Candice Schutter: 17:09
And I feel like you're, you're underscoring once again... there's this thread that, through everything you say has been there, which I think circles us back to the definition a little bit and where we maybe even need to clarify the definition itself, because we humans, we love to, to hijack really juicy, beautiful truths and use them as weapons. So this, this definition of the will to extend oneself for the purpose of nurturing one's own or another spiritual growth. One of the things I keep hearing you say, whether you're consciously saying it or not, is your spirit, your growth. There's this sense of not having an agenda for the other person. And I think that's liberating. And when we have... and this is where we get into trouble if we have a lot of dogma around our spiritual path. Because it all rushes in... when something happens, all the dogma rushes in and it's like, the spiritual path looks like this. Here's what you do. Here's the... you know, to make fun of myself, the seven keys of courageous self expression or here's the, whatever the checklist is of things that define the path. And then we impose them on other people, whether it consciously or not, we think oh, I do have an idea about how this should go. And then I begin to measure the person against the idea I have of how it should go. Like grief should look like this, or, or, you know, vulnerability, this is how it works or whatever it is... and this is where our sort of self helping ourselves to heaps and heaps of things can kind of get in the way of actual connection, because we're bringing all of these ideals to an interaction that just wants us to simply be present for the other person and curious. And like you say, can we reflect? Do you have it within yourself to become mindful enough to notice when your shit's coming up and ignore it and reflect back what the other person is attempting to communicate to you? And in the case of a longterm relationship, reflect back what you know to be true about that person, not about what you would do if you were in this situation, but what has that person shown you? Who have they shown you that they are? And how can you reflect that back to them over and over again, their essential nature and weave in like... How I feel about you when you speak about your self doubt or your, your brokenness or the trials that you've lived through... I don't see any of that as a problem. I see all of that as fodder for what makes you so extraordinary.

▶ Exercise prompt
In the conversation transcript above, why can helping ourselves to heaps and heaps of self-help ideas get in the way of actual connection? Answer in one to three sentences.

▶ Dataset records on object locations
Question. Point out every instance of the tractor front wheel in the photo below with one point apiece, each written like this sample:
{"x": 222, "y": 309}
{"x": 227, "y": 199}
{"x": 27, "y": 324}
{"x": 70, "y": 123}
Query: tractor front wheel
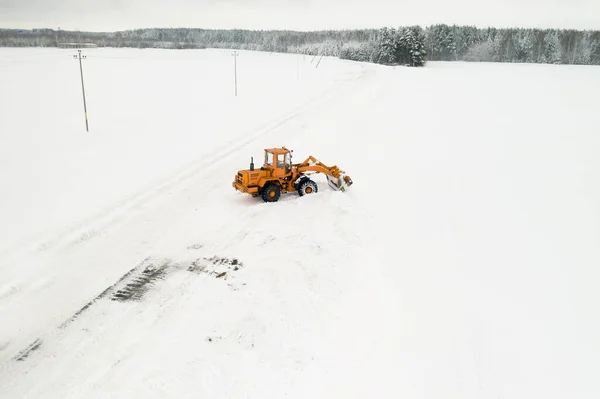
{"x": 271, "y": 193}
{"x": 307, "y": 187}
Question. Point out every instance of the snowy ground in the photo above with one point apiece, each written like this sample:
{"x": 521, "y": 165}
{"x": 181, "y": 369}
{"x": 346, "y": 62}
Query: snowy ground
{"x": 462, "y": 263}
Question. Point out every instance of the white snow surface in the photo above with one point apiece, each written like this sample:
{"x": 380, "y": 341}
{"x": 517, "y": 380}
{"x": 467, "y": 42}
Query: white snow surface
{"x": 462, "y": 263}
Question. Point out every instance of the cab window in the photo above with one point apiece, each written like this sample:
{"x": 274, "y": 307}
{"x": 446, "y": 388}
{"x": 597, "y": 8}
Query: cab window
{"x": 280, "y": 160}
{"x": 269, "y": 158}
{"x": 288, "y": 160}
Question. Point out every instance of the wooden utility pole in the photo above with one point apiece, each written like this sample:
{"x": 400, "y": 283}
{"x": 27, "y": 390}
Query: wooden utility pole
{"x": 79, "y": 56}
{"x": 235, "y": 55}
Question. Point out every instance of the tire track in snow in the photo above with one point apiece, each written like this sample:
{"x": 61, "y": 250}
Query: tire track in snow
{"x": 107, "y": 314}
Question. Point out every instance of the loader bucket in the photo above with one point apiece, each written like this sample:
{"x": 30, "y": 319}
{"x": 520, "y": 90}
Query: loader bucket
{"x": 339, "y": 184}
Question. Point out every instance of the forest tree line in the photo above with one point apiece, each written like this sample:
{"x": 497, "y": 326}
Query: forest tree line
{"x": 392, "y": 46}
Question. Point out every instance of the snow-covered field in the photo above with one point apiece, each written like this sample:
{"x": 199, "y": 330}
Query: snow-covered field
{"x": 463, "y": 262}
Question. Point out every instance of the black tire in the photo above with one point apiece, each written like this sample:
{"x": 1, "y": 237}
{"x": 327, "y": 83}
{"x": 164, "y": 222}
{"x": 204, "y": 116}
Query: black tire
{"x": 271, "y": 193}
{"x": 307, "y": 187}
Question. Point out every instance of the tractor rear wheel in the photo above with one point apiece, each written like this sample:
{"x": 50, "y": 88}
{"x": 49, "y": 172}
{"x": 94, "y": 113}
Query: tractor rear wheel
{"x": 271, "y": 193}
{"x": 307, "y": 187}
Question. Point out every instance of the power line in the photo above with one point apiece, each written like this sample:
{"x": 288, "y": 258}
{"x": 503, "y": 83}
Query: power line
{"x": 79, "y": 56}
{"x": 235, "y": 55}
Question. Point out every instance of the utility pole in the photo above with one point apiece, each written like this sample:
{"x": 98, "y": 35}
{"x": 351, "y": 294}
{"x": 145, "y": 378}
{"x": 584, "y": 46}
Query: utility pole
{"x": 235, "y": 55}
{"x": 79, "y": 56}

* * *

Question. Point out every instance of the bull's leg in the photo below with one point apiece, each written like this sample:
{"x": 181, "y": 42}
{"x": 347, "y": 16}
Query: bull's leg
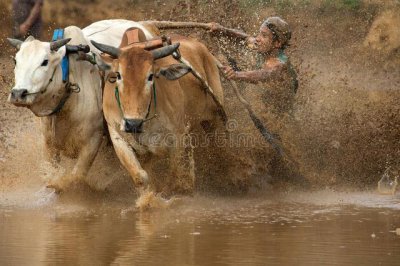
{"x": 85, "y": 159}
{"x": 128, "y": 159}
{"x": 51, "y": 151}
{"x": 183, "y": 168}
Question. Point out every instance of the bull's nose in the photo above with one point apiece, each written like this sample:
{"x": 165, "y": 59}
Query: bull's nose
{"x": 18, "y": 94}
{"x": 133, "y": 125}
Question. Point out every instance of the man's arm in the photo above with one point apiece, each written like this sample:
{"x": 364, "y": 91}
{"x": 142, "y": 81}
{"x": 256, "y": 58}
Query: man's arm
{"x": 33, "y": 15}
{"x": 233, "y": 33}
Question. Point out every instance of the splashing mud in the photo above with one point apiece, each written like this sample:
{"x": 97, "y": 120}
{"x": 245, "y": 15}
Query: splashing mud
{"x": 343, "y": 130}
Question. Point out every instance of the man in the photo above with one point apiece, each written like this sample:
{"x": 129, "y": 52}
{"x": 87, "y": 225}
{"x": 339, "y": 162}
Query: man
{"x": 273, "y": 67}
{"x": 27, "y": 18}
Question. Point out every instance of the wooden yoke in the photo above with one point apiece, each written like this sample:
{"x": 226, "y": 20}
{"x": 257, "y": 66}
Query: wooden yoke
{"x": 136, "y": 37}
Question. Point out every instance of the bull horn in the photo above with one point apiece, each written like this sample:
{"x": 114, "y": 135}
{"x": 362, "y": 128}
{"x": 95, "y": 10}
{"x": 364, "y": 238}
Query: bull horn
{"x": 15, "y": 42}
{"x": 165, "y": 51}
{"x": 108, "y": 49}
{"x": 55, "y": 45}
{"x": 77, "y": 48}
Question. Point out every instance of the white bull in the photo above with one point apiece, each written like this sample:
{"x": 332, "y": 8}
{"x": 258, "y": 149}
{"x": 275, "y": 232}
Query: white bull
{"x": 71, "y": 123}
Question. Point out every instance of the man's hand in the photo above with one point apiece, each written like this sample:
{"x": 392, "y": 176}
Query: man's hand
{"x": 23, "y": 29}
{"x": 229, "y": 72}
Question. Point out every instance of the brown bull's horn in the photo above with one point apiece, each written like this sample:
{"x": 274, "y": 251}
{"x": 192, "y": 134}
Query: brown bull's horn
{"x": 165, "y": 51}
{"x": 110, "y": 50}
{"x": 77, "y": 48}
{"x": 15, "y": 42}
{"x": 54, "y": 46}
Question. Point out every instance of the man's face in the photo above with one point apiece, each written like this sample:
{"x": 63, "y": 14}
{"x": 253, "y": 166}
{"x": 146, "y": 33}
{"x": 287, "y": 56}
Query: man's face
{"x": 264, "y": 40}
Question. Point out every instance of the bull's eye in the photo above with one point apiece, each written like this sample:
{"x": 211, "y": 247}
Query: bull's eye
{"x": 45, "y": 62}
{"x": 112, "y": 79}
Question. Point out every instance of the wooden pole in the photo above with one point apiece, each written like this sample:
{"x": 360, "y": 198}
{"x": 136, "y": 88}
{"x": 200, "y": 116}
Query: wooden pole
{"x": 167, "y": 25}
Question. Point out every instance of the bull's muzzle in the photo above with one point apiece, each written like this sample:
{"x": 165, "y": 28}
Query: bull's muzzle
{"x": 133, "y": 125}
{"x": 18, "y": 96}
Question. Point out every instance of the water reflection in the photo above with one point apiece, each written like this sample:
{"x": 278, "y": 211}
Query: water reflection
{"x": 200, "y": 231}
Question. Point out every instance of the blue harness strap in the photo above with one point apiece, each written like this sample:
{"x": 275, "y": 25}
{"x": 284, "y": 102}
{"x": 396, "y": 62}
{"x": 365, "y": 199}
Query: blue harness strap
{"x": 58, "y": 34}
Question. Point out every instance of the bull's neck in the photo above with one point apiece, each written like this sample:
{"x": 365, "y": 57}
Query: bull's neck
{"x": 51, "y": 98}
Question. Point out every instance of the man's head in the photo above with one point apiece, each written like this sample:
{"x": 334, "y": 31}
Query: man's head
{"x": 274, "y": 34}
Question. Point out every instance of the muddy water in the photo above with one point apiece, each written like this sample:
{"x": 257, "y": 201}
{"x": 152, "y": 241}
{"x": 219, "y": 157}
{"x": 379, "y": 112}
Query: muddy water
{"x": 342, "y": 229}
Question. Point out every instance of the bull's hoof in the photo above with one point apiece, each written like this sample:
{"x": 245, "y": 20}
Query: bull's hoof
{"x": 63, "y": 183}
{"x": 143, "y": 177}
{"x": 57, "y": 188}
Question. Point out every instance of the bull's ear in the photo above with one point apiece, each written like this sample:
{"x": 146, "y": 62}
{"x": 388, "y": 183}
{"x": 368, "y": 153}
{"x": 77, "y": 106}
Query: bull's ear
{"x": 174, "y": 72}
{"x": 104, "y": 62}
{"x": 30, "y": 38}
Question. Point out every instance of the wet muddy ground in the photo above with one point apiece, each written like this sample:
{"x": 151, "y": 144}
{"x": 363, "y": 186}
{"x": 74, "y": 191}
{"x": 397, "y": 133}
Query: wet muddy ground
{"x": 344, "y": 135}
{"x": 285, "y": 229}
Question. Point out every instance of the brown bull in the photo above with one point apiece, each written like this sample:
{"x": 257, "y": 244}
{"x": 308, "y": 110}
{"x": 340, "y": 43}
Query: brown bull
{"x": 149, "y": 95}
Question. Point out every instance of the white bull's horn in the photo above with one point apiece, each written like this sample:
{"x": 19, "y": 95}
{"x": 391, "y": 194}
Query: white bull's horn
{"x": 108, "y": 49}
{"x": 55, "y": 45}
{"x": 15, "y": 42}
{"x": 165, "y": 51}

--

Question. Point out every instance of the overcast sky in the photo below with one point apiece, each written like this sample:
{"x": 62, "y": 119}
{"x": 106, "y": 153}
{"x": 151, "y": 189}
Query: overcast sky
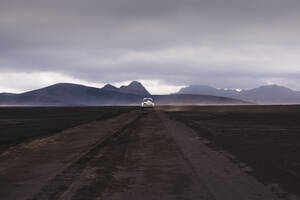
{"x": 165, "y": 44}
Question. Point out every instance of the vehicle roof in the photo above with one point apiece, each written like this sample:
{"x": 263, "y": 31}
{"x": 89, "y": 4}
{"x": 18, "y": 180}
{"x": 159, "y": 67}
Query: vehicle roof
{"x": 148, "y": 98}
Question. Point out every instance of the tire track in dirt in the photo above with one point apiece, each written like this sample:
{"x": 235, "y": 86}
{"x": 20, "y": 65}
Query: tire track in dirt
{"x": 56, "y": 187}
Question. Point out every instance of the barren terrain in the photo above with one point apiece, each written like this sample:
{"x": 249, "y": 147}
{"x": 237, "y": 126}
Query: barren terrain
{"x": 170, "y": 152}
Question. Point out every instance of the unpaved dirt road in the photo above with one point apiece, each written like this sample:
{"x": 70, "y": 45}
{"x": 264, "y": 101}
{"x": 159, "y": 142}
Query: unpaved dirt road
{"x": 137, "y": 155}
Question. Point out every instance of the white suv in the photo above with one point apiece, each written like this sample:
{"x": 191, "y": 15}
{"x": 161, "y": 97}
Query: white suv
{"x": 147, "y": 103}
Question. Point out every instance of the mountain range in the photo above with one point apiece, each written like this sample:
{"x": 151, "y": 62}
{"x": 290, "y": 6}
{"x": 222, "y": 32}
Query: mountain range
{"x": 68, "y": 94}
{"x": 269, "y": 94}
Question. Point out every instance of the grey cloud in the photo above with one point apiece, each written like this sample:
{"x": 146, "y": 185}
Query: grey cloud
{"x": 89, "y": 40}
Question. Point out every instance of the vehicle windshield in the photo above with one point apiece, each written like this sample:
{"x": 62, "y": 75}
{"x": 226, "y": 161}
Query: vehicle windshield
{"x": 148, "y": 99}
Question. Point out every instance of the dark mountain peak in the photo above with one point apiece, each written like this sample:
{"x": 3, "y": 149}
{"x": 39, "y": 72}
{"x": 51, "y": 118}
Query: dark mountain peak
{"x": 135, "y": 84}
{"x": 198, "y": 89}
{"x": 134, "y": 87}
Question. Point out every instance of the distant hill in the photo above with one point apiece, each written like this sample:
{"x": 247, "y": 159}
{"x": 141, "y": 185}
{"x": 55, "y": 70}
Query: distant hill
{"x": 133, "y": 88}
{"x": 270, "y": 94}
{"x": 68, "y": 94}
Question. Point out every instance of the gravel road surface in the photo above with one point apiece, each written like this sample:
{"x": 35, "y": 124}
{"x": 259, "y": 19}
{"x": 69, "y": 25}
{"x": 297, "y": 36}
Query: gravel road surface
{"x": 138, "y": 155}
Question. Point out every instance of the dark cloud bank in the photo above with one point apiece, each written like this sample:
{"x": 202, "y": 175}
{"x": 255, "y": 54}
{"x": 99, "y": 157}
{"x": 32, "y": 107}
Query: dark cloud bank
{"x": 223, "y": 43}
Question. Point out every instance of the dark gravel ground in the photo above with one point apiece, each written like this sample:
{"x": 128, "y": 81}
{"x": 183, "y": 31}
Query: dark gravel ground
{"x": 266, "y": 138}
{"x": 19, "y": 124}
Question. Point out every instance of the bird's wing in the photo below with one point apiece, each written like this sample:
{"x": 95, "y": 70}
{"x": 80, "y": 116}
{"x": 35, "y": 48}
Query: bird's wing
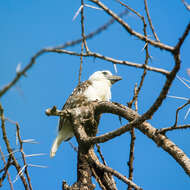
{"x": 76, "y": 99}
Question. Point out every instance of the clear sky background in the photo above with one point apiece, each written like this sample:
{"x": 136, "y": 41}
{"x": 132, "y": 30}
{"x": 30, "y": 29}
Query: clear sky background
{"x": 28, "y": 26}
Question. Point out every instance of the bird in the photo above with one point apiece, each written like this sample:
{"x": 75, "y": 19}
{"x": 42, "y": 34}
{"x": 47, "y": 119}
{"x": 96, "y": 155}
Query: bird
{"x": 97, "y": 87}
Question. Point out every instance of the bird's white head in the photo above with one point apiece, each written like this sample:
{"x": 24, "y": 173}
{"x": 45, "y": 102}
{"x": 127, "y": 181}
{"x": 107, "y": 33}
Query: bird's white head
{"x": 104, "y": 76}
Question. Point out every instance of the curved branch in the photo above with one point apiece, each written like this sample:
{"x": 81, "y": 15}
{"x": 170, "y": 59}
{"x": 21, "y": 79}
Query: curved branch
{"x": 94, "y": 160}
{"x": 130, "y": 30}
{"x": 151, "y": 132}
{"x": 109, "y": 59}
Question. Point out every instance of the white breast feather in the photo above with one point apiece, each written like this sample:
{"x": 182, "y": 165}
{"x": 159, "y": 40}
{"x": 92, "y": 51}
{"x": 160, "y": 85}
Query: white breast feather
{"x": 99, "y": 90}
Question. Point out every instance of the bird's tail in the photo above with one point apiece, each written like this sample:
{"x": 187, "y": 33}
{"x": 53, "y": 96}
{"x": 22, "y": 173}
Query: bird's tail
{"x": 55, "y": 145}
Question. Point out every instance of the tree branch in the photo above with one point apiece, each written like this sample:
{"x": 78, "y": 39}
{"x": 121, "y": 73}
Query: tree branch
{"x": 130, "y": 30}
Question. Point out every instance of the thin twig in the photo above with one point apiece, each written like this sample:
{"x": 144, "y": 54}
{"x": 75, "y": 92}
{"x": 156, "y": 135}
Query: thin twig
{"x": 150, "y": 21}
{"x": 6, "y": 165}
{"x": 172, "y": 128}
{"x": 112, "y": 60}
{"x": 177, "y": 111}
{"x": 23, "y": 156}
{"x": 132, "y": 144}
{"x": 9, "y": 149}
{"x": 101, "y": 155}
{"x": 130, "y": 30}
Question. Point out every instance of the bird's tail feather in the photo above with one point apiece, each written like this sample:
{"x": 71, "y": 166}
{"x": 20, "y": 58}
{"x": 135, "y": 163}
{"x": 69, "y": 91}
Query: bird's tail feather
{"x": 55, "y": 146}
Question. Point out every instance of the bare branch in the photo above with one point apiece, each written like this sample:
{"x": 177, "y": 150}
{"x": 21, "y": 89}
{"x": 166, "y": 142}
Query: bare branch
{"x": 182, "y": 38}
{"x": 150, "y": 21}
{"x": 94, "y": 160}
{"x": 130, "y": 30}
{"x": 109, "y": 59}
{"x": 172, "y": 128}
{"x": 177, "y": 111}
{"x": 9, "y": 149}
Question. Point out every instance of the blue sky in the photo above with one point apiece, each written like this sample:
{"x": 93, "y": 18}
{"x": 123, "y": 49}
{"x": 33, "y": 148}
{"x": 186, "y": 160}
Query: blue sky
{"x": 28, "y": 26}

▶ Worked answer
It gets in the way because we bring all of those ideals to an interaction that only wants us to be present for the other person and curious. Those ideals lead us to impose a checklist on others and measure them against our own idea of how something like grief or vulnerability should go.